**Written request 1:** In the listing below, count the lines that contain the string "skewer", treating uppercase and lowercase as different. Give only the number.

**Source text:**
-- -- --
# 1971 Schwinn Stingray Fastback



## Big Moe (Sep 4, 2014)

Found this nearly twenty years ago. It is my second old bike. Still hunting 20" S-7 coaster brake rear wheel for it. Everything else is original.


----------



## OLDTIMER (Sep 6, 2014)

*Fastback Wheel Search*

Hi Big Moe,
Refreshing and somewhat of an oddity to see a coaster Stingray Fastback. I am use to seeing shifters and cables and handles hanging off the Fastbacks as I always thought Schwinn was trying to hybrid a basic Stingray with a full-size 10 speed....and if so , they pulled it off quite well.
I have the same exact coaster Fastback, except a year model 1970. Mine is a little rougher and seemed to have spent some time in the outdoors.
I bought it about 4-5 years ago and have slowly accumulated all the necessary chrome, rubber, upholstery and small parts needed for an upcoming restoration.
I am somewhat of a newbie, but I believe the Fastback used a combination of the Schwinn S-5 and S-6 rims (with the S-7 and S-2) rims used on the basic Stingrays.
If you are a feeBay (eBay) user, there is a rear coaster Schwinn Fastback rim with a Bendix 70 knurled hub which I suspect would be correct for your 1971 year model. It is priced pretty tall (at least for me) at $145.00 ( eBay Item #221540203050). In addition, there is a set of wheels for $130.00 as well (eBay search "Schwinn Fastback Wheel"). It is a little unclear in regards to the wheel set as the rim is unstamped and does not appear to have the rise in the center of the rim as the S-5 rear rim normally has..... I make no claims...just an observation.
-- -- --
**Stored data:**
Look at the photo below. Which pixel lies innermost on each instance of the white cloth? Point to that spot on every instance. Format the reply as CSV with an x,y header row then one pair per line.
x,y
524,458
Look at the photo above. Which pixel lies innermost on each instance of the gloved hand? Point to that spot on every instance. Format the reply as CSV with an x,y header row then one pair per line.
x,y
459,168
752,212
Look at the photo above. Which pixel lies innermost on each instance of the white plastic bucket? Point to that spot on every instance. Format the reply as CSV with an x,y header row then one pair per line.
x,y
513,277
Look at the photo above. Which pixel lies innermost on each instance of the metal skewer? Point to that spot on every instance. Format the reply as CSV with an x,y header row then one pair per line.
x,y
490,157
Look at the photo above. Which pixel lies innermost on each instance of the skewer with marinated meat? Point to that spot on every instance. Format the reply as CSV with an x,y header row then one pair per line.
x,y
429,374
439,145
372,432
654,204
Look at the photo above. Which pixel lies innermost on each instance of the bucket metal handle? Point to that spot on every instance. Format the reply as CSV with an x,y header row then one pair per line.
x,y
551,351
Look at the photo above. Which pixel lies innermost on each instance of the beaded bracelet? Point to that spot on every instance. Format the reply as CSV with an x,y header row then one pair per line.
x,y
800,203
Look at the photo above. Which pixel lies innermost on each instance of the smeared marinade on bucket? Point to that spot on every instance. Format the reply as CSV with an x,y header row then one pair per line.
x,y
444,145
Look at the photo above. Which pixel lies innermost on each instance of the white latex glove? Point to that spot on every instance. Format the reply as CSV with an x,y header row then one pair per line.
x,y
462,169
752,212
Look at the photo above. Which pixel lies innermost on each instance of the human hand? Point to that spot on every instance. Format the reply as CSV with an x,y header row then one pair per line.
-- -- --
**Written request 2:** Quote the entire Schwinn Stingray Fastback forum thread above, word for word.

**Reply 1:** 2

**Reply 2:**
# 1971 Schwinn Stingray Fastback



## Big Moe (Sep 4, 2014)

Found this nearly twenty years ago. It is my second old bike. Still hunting 20" S-7 coaster brake rear wheel for it. Everything else is original.


----------



## OLDTIMER (Sep 6, 2014)

*Fastback Wheel Search*

Hi Big Moe,
Refreshing and somewhat of an oddity to see a coaster Stingray Fastback. I am use to seeing shifters and cables and handles hanging off the Fastbacks as I always thought Schwinn was trying to hybrid a basic Stingray with a full-size 10 speed....and if so , they pulled it off quite well.
I have the same exact coaster Fastback, except a year model 1970. Mine is a little rougher and seemed to have spent some time in the outdoors.
I bought it about 4-5 years ago and have slowly accumulated all the necessary chrome, rubber, upholstery and small parts needed for an upcoming restoration.
I am somewhat of a newbie, but I believe the Fastback used a combination of the Schwinn S-5 and S-6 rims (with the S-7 and S-2) rims used on the basic Stingrays.
If you are a feeBay (eBay) user, there is a rear coaster Schwinn Fastback rim with a Bendix 70 knurled hub which I suspect would be correct for your 1971 year model. It is priced pretty tall (at least for me) at $145.00 ( eBay Item #221540203050). In addition, there is a set of wheels for $130.00 as well (eBay search "Schwinn Fastback Wheel"). It is a little unclear in regards to the wheel set as the rim is unstamped and does not appear to have the rise in the center of the rim as the S-5 rear rim normally has..... I make no claims...just an observation.